* Exercise tasks
a: Retype the passage on vascular function and exercise capacity between "Group B increased" and "product (p < 0.01).", inclusive.
b: From the passage on vascular function and exercise capacity, list every measure reported to increase in Group B after eight weeks of physical training.

Endothelial and nonendothelial vascular function
The brachial artery was scanned longitudinally using high-resolution ultrasound 2–10 cm above the elbow, with the vessel placed horizontally across the screen according to the method first described by Celermajer et al. (21). Flow increase was induced by instantaneous inflation of a small pneumatic tourniquet placed around the forearm of the patient and inflated to 300 mm Hg for 4.5 min. A second scan was recorded from 30 s before and 90 s after cuff deflation. Flow velocity was recorded with a pulsed wave Doppler for 15 s before and 15 s after cuff deflation to reflect the endothelium-dependent vasodilator capacity. This was followed by 10 min rest for vessel recovery. A third scan at rest was taken and 0.40 mg sublingual nitroglycerin (NTG) spray was administered. Three to four minutes after NTG the last scan was recorded and was considered to measure the nonendothelium-dependent vasodilator capacity. Vessel diameter was measured from the videotape.
Analysis of variance for repeated measures (ANOVA) and Student unpaired t-test were used. Statistical significance was defined as p < 0.05. Values are given as mean ± SD. To examine whether physical training improved exercise capacity, peak oxygen uptake and time to pain onset, a two-way repeated measures ANOVA with the group factor training/nontraining and the repeated factor time was performed.
Baseline patient characteristics are shown in Table 1. The three groups did not differ from each other in age, height, body weight, severity or history of angina pectoris. Before the study, all the patients had received an ordinary medical examination, pharmacological treatment and counseling concerning diet, alcohol consumption, smoking and physical activities and were encouraged not to change their lifestyle during the study.
Exercise capacity and oxygen uptake
Peak work capacity in Group A increased by 36% from 91 ± 15 W to 124 ± 19 W, p < 0.01 after eight weeks of endurance training (Table 2). This is not different from the age and gender matched reference range, whereas the baseline capacity was below reference range (22). Peak oxygen uptake increased by 26%, p < 0.001. The time to pain onset during exercise increased from 3 ± 2 min to 6 ± 3 min, p < 0.05. Maximum pain did not change with training. Thus, training shifted the pain-response curve to the right (Fig. 2). After the physical training period there were increments in peak heart rate (p < 0.001), peak systolic blood pressure (p < 0.05) and double product (p < 0.001). Group A did not change their exercise performance during the initial eight weeks of body-awareness training and relaxation. Peak oxygen uptake, pain appearance and pain intensity were unaffected and not different from baseline.
Group B increased their exercise performance after eight weeks of physical training by 31% regarding peak exercise capacity (p < 0.0001), and there were increments in peak oxygen uptake (p < 0.05), time to pain onset (p < 0.05), peak heart rate (p < 0.05) and double product (p < 0.01).

* Extracted records
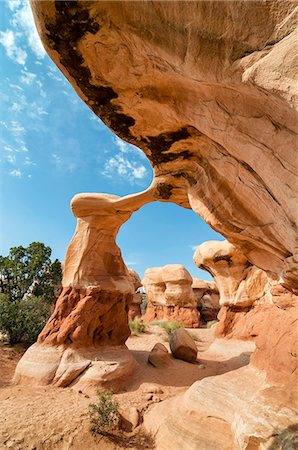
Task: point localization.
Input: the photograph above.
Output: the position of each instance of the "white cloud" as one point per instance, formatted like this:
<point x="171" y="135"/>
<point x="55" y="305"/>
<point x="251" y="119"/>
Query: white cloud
<point x="15" y="127"/>
<point x="10" y="158"/>
<point x="124" y="147"/>
<point x="29" y="162"/>
<point x="131" y="263"/>
<point x="23" y="21"/>
<point x="17" y="54"/>
<point x="27" y="77"/>
<point x="139" y="172"/>
<point x="54" y="74"/>
<point x="130" y="170"/>
<point x="13" y="4"/>
<point x="16" y="173"/>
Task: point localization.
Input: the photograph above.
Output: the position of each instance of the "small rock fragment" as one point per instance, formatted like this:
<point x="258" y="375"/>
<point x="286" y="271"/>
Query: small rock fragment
<point x="159" y="356"/>
<point x="183" y="346"/>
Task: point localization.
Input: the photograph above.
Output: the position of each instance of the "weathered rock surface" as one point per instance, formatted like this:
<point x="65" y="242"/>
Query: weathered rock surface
<point x="90" y="319"/>
<point x="159" y="356"/>
<point x="183" y="346"/>
<point x="239" y="282"/>
<point x="207" y="90"/>
<point x="135" y="305"/>
<point x="170" y="296"/>
<point x="207" y="298"/>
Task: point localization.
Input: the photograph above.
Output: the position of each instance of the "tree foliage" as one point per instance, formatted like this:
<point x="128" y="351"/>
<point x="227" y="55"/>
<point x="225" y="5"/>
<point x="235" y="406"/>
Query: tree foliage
<point x="29" y="271"/>
<point x="23" y="320"/>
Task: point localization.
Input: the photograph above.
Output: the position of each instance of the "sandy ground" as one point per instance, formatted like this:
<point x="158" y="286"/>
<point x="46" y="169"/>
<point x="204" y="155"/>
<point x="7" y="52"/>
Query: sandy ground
<point x="46" y="418"/>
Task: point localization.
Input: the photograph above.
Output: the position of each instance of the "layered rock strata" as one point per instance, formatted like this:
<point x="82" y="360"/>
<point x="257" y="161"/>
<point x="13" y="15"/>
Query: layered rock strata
<point x="207" y="298"/>
<point x="170" y="296"/>
<point x="207" y="90"/>
<point x="135" y="305"/>
<point x="84" y="339"/>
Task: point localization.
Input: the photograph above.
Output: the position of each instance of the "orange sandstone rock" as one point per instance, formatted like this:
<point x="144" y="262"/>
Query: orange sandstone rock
<point x="170" y="296"/>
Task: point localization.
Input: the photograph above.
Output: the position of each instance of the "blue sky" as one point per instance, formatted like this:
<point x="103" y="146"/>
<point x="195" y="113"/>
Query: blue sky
<point x="52" y="147"/>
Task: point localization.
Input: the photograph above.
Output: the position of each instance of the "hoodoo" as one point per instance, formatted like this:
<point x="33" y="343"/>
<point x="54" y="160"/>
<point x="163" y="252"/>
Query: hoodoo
<point x="207" y="90"/>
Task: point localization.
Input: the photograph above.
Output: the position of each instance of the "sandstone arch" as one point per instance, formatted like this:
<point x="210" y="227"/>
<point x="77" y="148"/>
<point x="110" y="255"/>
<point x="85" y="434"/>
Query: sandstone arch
<point x="207" y="91"/>
<point x="189" y="83"/>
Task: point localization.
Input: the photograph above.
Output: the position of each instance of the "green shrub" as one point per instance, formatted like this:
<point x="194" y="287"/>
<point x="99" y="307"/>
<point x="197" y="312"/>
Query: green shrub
<point x="137" y="326"/>
<point x="193" y="335"/>
<point x="104" y="415"/>
<point x="211" y="323"/>
<point x="23" y="320"/>
<point x="168" y="326"/>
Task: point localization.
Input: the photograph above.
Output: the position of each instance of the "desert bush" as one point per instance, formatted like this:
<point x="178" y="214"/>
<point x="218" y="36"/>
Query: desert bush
<point x="23" y="320"/>
<point x="193" y="335"/>
<point x="144" y="303"/>
<point x="168" y="326"/>
<point x="104" y="415"/>
<point x="137" y="326"/>
<point x="211" y="323"/>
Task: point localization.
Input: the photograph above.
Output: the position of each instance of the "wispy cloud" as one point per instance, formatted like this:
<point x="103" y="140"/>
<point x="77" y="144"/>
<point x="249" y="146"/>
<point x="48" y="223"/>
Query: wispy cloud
<point x="23" y="21"/>
<point x="126" y="163"/>
<point x="8" y="40"/>
<point x="16" y="173"/>
<point x="125" y="168"/>
<point x="131" y="263"/>
<point x="27" y="77"/>
<point x="22" y="33"/>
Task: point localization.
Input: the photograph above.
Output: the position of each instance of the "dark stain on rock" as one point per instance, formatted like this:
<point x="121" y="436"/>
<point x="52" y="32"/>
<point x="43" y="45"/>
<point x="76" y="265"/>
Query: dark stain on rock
<point x="164" y="190"/>
<point x="191" y="180"/>
<point x="72" y="22"/>
<point x="226" y="258"/>
<point x="159" y="145"/>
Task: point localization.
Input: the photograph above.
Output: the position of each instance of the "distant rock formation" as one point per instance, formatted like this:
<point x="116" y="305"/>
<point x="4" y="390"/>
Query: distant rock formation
<point x="83" y="341"/>
<point x="207" y="298"/>
<point x="208" y="91"/>
<point x="170" y="296"/>
<point x="134" y="309"/>
<point x="238" y="281"/>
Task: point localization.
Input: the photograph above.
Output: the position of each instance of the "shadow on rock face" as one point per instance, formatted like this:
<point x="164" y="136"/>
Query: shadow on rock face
<point x="285" y="439"/>
<point x="180" y="373"/>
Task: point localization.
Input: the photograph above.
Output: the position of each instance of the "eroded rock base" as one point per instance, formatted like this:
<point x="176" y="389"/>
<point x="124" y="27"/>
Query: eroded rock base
<point x="88" y="317"/>
<point x="189" y="316"/>
<point x="236" y="410"/>
<point x="83" y="368"/>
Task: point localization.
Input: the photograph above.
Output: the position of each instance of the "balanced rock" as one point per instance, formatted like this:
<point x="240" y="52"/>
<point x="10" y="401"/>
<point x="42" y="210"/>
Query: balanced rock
<point x="83" y="343"/>
<point x="208" y="92"/>
<point x="207" y="297"/>
<point x="159" y="356"/>
<point x="239" y="282"/>
<point x="183" y="346"/>
<point x="170" y="296"/>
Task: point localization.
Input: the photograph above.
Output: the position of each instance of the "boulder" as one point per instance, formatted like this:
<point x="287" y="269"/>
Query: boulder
<point x="159" y="356"/>
<point x="207" y="90"/>
<point x="183" y="346"/>
<point x="130" y="418"/>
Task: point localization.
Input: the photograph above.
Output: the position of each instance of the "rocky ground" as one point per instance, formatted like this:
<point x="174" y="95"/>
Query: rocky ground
<point x="45" y="418"/>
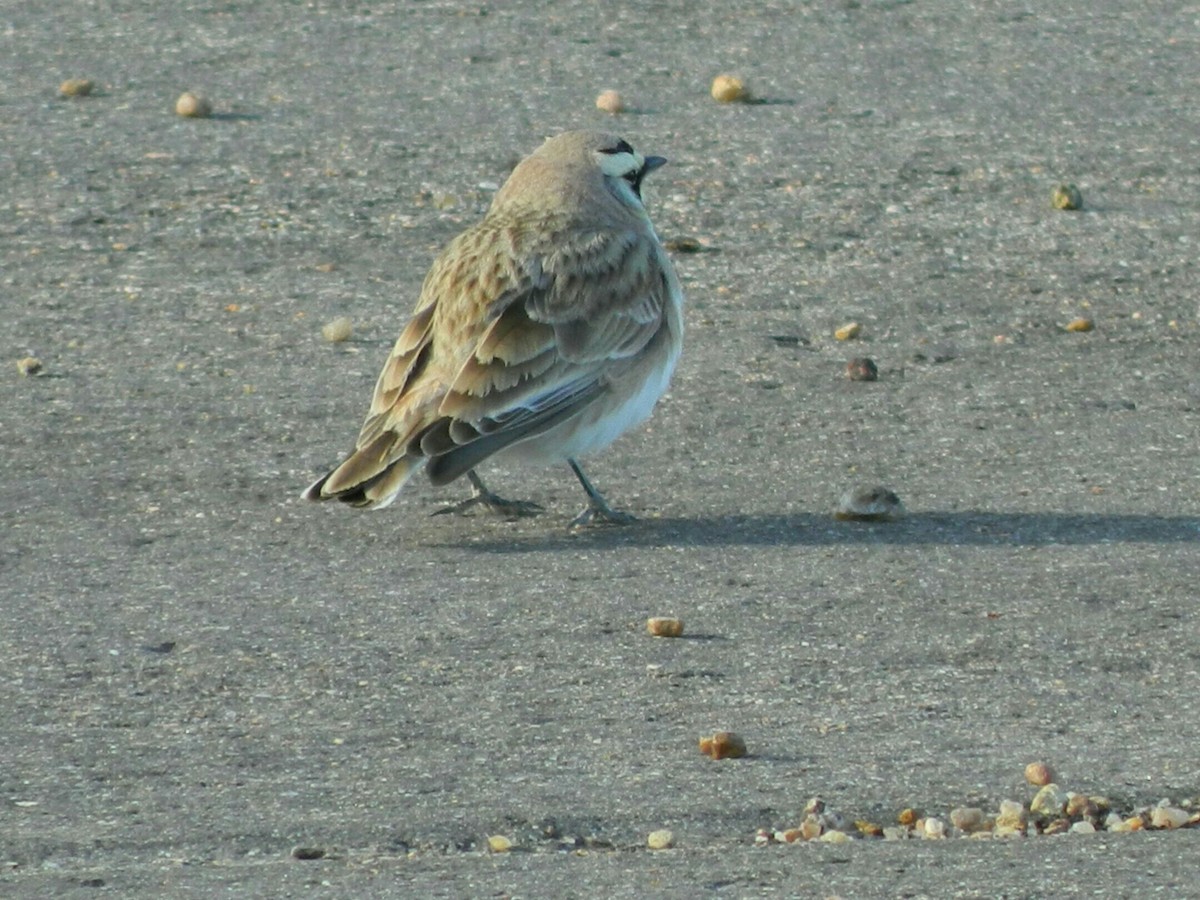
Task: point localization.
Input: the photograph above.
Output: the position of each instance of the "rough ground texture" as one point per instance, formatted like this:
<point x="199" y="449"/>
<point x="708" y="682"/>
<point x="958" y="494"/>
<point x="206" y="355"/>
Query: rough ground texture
<point x="198" y="672"/>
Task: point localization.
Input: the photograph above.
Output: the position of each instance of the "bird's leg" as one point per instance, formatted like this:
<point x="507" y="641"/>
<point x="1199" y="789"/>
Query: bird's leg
<point x="493" y="502"/>
<point x="598" y="510"/>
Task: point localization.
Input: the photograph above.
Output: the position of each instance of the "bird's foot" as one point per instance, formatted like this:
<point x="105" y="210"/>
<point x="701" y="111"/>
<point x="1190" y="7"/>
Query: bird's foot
<point x="491" y="502"/>
<point x="601" y="514"/>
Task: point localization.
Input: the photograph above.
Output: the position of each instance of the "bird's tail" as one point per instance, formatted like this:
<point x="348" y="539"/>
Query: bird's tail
<point x="367" y="477"/>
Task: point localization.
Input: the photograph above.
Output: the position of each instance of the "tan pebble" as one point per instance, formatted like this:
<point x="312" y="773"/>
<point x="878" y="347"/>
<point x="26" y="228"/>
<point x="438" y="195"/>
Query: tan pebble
<point x="610" y="102"/>
<point x="967" y="819"/>
<point x="1067" y="197"/>
<point x="29" y="366"/>
<point x="934" y="828"/>
<point x="849" y="331"/>
<point x="77" y="87"/>
<point x="868" y="829"/>
<point x="1168" y="817"/>
<point x="729" y="89"/>
<point x="337" y="330"/>
<point x="811" y="828"/>
<point x="193" y="106"/>
<point x="862" y="369"/>
<point x="1038" y="773"/>
<point x="835" y="838"/>
<point x="868" y="503"/>
<point x="1079" y="805"/>
<point x="1049" y="802"/>
<point x="661" y="839"/>
<point x="499" y="844"/>
<point x="1012" y="815"/>
<point x="724" y="745"/>
<point x="1057" y="826"/>
<point x="664" y="627"/>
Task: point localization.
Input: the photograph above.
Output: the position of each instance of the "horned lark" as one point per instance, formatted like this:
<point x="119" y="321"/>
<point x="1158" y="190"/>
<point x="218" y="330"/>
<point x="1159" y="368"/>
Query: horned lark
<point x="541" y="334"/>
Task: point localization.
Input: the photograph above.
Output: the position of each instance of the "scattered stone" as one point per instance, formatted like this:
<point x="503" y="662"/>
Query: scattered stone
<point x="967" y="819"/>
<point x="849" y="331"/>
<point x="1067" y="197"/>
<point x="337" y="330"/>
<point x="499" y="844"/>
<point x="724" y="745"/>
<point x="729" y="89"/>
<point x="1050" y="802"/>
<point x="193" y="106"/>
<point x="868" y="504"/>
<point x="661" y="839"/>
<point x="1038" y="773"/>
<point x="1168" y="817"/>
<point x="77" y="88"/>
<point x="664" y="627"/>
<point x="862" y="369"/>
<point x="934" y="828"/>
<point x="610" y="102"/>
<point x="29" y="366"/>
<point x="1012" y="816"/>
<point x="1080" y="324"/>
<point x="834" y="837"/>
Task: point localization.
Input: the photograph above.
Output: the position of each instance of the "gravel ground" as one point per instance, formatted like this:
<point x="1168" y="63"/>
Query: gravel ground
<point x="199" y="673"/>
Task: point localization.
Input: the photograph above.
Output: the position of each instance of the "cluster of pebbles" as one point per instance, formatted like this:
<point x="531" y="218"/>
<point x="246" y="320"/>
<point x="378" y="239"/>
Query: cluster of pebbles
<point x="1053" y="810"/>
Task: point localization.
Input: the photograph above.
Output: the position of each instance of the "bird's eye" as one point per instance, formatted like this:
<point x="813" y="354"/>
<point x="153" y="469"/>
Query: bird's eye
<point x="622" y="148"/>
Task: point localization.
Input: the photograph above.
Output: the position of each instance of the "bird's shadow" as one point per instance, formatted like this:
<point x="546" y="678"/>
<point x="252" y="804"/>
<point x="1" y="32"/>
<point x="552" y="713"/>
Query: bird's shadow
<point x="960" y="528"/>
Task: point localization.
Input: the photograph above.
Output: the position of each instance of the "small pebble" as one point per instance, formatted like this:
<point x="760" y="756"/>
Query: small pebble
<point x="967" y="819"/>
<point x="664" y="627"/>
<point x="1012" y="815"/>
<point x="1067" y="197"/>
<point x="610" y="102"/>
<point x="724" y="745"/>
<point x="499" y="844"/>
<point x="337" y="330"/>
<point x="1049" y="802"/>
<point x="868" y="504"/>
<point x="661" y="839"/>
<point x="193" y="106"/>
<point x="849" y="331"/>
<point x="1168" y="817"/>
<point x="1038" y="774"/>
<point x="29" y="366"/>
<point x="834" y="838"/>
<point x="729" y="89"/>
<point x="862" y="369"/>
<point x="1080" y="324"/>
<point x="77" y="88"/>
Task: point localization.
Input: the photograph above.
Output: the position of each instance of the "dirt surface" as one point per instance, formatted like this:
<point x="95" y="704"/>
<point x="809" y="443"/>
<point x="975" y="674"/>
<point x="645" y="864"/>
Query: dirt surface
<point x="201" y="673"/>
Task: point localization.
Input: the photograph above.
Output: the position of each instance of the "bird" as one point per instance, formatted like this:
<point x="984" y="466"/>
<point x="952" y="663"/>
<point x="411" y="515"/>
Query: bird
<point x="540" y="334"/>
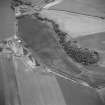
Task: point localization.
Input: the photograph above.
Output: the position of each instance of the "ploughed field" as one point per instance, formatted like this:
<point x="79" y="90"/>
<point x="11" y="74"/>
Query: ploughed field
<point x="57" y="52"/>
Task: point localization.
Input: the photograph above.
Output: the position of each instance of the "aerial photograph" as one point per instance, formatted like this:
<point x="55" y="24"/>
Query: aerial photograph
<point x="52" y="52"/>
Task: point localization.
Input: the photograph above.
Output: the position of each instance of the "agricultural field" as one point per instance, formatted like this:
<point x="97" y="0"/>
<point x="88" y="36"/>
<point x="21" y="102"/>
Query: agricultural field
<point x="74" y="83"/>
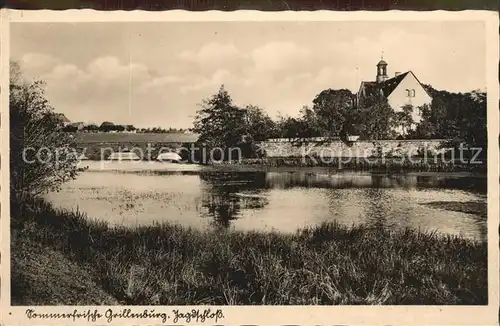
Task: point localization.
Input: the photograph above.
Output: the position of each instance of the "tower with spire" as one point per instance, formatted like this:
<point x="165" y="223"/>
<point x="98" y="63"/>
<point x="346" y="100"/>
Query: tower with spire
<point x="382" y="70"/>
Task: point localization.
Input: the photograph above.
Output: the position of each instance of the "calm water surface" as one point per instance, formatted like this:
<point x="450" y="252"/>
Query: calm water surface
<point x="283" y="201"/>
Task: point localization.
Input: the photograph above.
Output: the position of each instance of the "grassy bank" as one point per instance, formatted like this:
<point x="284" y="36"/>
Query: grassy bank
<point x="81" y="261"/>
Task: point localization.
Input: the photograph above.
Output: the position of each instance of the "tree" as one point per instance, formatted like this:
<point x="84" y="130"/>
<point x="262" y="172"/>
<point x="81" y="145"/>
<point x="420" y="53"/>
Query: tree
<point x="220" y="123"/>
<point x="42" y="157"/>
<point x="332" y="108"/>
<point x="258" y="124"/>
<point x="376" y="118"/>
<point x="91" y="127"/>
<point x="308" y="123"/>
<point x="107" y="126"/>
<point x="404" y="119"/>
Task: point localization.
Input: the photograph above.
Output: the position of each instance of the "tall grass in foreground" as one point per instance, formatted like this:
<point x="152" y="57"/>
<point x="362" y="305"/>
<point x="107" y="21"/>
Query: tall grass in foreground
<point x="328" y="264"/>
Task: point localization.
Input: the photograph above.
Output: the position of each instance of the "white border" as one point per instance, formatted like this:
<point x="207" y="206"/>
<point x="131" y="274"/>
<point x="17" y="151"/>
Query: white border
<point x="280" y="315"/>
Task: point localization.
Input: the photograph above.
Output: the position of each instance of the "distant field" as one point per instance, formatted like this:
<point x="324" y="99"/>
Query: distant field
<point x="104" y="137"/>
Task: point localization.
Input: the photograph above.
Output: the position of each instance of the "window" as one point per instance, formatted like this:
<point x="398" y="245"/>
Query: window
<point x="410" y="92"/>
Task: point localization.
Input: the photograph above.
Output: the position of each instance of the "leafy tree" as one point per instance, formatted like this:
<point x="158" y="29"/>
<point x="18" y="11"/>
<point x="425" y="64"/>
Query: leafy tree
<point x="377" y="118"/>
<point x="119" y="128"/>
<point x="91" y="127"/>
<point x="332" y="108"/>
<point x="42" y="157"/>
<point x="308" y="123"/>
<point x="259" y="125"/>
<point x="404" y="119"/>
<point x="107" y="126"/>
<point x="220" y="123"/>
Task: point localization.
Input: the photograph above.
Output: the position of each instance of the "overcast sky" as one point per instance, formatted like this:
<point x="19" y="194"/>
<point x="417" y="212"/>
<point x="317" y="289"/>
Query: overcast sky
<point x="277" y="66"/>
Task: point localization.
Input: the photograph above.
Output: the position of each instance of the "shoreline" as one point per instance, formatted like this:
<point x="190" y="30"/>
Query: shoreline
<point x="95" y="166"/>
<point x="169" y="264"/>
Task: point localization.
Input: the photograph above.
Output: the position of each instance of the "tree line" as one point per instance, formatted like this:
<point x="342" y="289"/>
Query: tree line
<point x="108" y="126"/>
<point x="336" y="114"/>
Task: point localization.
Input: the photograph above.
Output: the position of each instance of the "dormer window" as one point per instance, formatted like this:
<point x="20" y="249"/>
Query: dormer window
<point x="410" y="93"/>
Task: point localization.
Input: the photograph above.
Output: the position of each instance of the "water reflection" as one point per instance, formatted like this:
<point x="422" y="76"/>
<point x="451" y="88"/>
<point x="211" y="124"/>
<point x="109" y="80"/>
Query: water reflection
<point x="279" y="201"/>
<point x="228" y="193"/>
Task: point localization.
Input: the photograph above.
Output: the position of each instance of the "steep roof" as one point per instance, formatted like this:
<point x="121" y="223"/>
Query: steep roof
<point x="387" y="87"/>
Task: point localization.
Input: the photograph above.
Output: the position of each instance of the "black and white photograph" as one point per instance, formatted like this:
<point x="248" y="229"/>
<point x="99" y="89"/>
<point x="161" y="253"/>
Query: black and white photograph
<point x="250" y="163"/>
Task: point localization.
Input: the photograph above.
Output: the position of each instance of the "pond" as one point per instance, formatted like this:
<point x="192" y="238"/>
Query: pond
<point x="277" y="200"/>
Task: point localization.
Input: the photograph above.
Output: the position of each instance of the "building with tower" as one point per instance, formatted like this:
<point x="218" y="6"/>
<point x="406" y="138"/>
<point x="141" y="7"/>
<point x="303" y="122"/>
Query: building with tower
<point x="401" y="90"/>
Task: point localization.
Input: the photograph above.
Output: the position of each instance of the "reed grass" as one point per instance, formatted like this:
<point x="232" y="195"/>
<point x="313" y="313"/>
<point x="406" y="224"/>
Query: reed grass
<point x="167" y="264"/>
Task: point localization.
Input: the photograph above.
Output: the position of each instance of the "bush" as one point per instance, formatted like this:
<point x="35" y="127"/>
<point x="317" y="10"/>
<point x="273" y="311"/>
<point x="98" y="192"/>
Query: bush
<point x="42" y="156"/>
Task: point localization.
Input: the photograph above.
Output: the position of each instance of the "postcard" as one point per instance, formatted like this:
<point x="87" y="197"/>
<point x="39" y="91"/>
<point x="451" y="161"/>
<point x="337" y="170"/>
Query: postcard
<point x="231" y="168"/>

* Answers below
a:
Group B increased their exercise performance after eight weeks of physical training by 31% regarding peak exercise capacity (p < 0.0001), and there were increments in peak oxygen uptake (p < 0.05), time to pain onset (p < 0.05), peak heart rate (p < 0.05) and double product (p < 0.01).

b:
- Peak exercise capacity
- Peak oxygen uptake
- Time to pain onset
- Peak heart rate
- Double product